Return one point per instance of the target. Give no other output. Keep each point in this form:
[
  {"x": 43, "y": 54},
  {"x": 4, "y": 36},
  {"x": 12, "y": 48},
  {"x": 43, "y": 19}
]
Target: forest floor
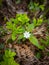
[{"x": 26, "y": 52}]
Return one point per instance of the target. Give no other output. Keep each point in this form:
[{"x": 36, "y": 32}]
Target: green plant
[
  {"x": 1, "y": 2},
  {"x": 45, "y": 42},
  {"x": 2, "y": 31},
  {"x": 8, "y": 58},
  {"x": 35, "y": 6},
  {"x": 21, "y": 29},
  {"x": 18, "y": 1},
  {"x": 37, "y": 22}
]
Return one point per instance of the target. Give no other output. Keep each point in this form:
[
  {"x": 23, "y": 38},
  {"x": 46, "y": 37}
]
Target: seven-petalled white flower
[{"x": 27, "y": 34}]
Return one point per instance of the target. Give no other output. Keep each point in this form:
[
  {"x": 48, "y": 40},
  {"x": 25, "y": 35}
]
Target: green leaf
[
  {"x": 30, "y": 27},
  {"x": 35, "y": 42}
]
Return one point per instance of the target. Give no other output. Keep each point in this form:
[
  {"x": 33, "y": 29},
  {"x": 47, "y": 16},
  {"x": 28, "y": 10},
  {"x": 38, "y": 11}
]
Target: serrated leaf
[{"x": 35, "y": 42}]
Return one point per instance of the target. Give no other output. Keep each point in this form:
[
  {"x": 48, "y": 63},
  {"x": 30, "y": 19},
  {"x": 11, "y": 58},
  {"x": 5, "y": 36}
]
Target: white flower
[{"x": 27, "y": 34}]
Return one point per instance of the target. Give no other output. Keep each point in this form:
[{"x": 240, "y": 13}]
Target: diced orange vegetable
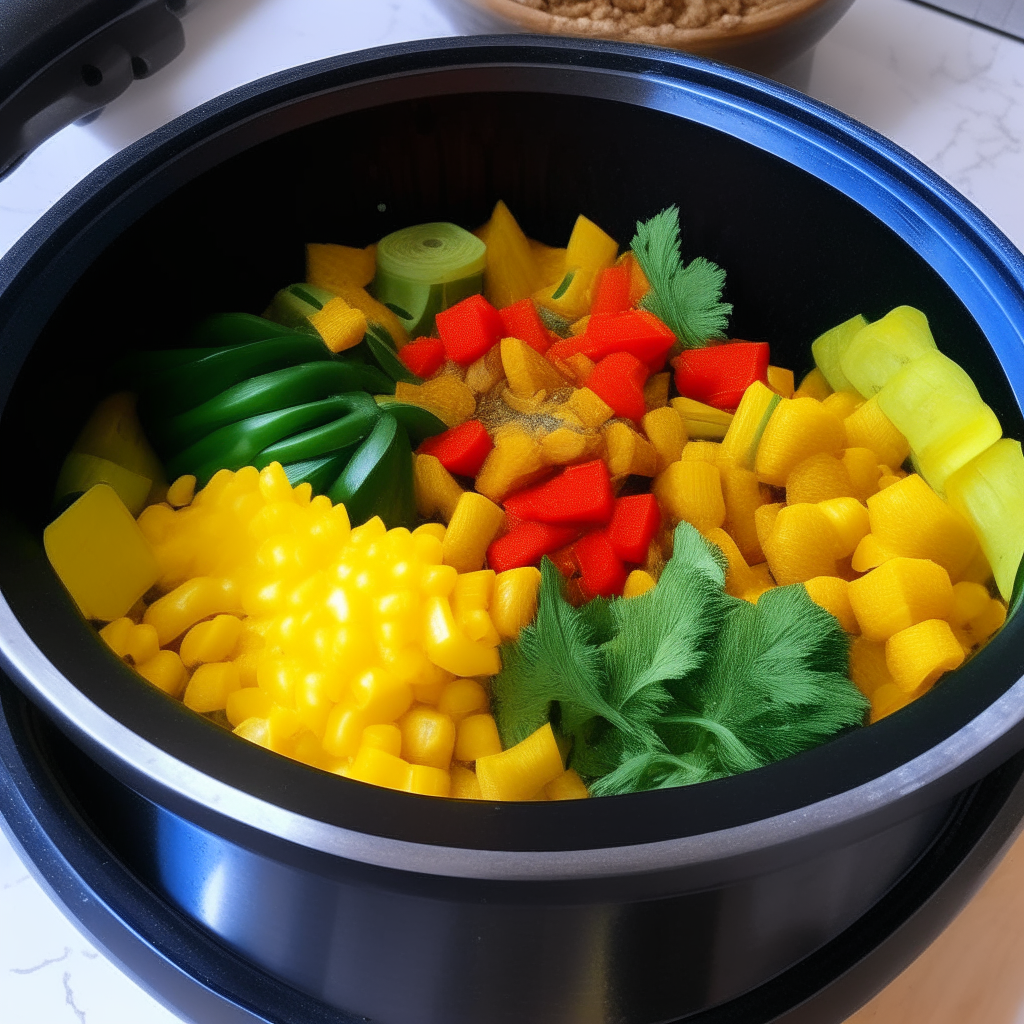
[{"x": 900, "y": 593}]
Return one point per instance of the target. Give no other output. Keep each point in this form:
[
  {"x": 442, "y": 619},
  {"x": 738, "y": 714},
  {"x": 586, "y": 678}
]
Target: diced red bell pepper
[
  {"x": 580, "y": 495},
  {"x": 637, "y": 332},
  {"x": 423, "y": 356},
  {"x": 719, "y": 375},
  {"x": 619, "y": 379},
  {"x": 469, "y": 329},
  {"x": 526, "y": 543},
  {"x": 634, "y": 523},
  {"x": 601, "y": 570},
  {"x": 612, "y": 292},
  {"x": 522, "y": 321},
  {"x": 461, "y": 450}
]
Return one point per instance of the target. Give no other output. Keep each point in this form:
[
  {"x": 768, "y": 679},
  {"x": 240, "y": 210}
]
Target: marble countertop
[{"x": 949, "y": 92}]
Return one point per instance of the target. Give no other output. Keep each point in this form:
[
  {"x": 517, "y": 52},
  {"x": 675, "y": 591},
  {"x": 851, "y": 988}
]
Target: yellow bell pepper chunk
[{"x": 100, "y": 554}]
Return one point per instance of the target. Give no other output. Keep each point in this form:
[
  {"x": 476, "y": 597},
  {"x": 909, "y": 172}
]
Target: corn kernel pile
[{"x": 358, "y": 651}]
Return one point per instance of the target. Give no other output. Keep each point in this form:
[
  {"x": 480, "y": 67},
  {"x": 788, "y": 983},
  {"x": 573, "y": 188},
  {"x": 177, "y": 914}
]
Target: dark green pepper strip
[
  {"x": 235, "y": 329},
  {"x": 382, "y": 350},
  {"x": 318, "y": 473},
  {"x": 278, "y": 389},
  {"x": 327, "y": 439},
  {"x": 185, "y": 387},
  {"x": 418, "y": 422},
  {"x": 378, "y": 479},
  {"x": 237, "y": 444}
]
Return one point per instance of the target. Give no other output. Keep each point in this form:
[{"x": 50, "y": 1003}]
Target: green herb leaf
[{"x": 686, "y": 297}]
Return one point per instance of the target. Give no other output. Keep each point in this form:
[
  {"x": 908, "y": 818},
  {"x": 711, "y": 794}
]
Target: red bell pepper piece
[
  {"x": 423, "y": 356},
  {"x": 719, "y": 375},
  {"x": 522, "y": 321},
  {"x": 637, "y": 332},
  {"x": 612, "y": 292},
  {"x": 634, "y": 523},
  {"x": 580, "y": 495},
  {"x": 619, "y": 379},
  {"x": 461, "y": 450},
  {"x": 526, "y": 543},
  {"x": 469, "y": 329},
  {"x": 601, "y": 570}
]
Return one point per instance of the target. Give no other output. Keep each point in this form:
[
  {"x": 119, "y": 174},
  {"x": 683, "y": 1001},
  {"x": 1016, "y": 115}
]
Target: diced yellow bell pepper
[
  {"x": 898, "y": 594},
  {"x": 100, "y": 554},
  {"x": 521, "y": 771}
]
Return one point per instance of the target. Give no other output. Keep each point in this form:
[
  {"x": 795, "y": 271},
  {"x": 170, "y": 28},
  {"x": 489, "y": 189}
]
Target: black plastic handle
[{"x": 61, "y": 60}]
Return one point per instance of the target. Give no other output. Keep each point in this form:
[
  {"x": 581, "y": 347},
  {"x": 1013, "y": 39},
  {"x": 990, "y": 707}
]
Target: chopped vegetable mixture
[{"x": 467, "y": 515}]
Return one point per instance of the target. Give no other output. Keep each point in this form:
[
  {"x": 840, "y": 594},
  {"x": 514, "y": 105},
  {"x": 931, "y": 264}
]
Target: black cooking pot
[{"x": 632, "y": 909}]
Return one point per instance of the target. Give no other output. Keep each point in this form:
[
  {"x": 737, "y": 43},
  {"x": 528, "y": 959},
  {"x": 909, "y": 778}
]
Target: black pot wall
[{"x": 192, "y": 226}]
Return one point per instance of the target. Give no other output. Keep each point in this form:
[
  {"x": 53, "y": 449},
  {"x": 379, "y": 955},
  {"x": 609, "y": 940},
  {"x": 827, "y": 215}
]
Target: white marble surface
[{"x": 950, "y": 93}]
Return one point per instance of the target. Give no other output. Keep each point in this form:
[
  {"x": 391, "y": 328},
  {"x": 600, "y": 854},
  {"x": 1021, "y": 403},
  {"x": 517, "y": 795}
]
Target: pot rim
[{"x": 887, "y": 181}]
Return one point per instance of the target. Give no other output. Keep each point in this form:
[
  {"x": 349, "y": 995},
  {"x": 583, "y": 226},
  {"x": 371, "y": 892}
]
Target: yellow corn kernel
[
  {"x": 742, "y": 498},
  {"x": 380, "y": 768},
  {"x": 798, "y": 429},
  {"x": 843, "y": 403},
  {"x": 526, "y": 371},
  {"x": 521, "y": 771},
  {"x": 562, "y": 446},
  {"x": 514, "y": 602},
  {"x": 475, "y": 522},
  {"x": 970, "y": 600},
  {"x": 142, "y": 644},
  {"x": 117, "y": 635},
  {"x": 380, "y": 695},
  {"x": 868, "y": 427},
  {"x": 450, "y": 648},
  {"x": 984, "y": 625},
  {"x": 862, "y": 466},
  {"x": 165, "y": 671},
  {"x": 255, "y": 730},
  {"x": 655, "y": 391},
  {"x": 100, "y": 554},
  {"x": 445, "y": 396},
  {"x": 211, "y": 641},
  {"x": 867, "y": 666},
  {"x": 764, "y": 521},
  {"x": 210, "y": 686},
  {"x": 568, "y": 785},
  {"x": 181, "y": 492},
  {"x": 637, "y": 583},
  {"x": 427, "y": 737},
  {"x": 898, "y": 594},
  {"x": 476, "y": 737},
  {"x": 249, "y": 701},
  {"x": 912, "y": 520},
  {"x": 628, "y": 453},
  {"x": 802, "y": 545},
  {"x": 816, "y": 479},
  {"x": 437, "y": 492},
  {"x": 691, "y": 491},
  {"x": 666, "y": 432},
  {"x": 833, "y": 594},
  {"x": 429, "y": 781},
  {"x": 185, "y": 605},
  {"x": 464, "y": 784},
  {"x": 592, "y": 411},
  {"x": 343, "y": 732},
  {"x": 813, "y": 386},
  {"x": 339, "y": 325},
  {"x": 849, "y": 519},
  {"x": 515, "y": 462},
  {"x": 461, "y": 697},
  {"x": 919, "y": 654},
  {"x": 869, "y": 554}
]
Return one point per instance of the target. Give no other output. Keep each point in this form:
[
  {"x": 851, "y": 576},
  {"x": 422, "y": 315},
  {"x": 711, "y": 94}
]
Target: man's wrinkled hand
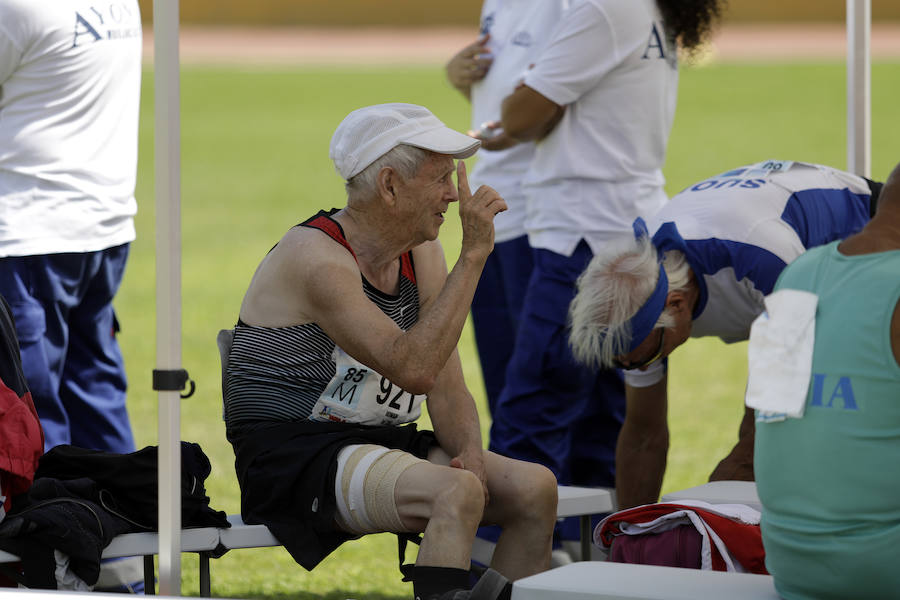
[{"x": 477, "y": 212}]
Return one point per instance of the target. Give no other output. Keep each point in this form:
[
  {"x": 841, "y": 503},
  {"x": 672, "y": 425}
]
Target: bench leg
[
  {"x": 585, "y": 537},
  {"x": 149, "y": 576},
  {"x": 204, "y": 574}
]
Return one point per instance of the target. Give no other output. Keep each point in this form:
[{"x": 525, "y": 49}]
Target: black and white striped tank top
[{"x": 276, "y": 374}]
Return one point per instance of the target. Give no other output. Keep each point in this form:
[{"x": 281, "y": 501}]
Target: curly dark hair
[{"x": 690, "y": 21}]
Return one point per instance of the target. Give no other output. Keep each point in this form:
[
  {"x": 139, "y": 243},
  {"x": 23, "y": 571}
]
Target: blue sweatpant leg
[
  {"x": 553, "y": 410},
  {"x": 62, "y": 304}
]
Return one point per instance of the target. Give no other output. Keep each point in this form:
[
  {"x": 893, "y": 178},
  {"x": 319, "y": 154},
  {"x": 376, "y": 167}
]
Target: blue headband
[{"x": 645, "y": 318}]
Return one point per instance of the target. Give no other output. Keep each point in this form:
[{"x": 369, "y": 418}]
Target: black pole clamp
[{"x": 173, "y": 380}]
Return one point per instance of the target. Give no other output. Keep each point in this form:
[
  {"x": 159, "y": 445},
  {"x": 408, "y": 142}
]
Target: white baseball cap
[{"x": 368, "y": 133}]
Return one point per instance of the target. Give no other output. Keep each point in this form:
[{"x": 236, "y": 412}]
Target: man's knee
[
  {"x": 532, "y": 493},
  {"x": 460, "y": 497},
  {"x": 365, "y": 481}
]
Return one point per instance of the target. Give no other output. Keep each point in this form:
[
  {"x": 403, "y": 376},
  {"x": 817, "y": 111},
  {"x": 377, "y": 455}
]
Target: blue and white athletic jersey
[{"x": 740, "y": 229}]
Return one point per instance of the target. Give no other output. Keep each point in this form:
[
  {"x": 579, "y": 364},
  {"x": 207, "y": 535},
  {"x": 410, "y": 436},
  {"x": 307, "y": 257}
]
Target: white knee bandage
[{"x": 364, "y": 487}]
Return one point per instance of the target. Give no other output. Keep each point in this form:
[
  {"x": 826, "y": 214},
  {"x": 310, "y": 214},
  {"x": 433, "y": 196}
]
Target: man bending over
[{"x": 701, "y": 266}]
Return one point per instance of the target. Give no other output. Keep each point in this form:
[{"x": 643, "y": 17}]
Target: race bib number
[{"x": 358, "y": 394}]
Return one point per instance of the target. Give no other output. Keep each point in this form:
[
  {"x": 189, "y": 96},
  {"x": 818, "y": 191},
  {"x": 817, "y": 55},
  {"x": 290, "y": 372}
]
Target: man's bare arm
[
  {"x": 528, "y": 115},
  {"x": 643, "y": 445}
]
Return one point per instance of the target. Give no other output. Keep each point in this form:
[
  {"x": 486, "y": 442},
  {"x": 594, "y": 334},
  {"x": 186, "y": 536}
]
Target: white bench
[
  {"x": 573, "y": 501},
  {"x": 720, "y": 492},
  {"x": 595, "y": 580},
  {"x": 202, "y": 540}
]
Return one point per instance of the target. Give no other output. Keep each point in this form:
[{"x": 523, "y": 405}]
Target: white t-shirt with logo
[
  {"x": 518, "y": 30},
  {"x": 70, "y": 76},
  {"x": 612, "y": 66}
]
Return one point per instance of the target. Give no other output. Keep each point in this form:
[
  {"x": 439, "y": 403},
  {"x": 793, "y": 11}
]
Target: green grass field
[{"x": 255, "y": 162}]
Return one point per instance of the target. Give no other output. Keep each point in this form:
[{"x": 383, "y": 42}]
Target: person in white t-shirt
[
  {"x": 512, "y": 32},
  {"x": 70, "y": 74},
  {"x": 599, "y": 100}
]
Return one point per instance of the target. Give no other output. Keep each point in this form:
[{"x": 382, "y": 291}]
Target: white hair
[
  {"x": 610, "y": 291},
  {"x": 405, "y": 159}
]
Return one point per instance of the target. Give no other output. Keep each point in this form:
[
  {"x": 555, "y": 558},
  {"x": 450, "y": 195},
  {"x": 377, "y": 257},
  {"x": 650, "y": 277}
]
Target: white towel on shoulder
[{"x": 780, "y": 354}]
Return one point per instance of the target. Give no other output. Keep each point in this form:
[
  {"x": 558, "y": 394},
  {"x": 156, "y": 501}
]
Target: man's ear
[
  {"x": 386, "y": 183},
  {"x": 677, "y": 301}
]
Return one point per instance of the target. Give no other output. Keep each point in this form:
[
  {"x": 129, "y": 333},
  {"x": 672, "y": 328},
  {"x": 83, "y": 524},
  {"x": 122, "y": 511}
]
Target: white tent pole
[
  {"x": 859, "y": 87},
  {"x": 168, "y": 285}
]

## [TO DO]
Pull out each line of the records that contains the word "yellow", with matching case.

## [THE COMPLETED TASK]
Target: yellow bell pepper chunk
Target: diced yellow bell pepper
Target: yellow corn kernel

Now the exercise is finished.